* _EXERCISE AIM_
Render every line of the material below as a numbered list, skipping blank lines and omitting the pictures.
— start —
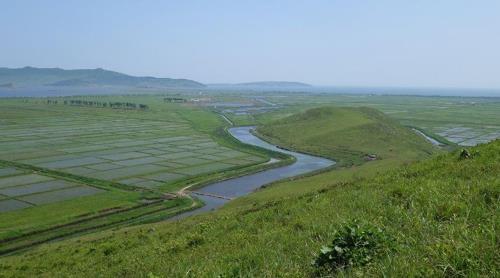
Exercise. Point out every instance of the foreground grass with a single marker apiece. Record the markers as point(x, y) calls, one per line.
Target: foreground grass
point(440, 218)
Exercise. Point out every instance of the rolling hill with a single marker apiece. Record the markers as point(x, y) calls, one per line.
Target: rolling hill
point(437, 217)
point(30, 76)
point(348, 135)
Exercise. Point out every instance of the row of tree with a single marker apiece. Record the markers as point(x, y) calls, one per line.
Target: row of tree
— end —
* _SOLUTION FOR THIS PROBLEM_
1. Exercise. Point out every instance of the foreground grass with a single marker apiece. Record the markers as point(x, y) calls, one per line.
2. Target: foreground grass
3. point(440, 218)
4. Exercise. Point out every instance of the rolling hill with a single marker apiece. Record the markers as point(x, y) calls, one per line.
5. Target: rolling hill
6. point(437, 217)
7. point(30, 76)
8. point(348, 135)
9. Exercise. Point out every instance of the row of tree with a single marker apiece. Record the markers as point(x, y) calls, one per line.
10. Target: row of tree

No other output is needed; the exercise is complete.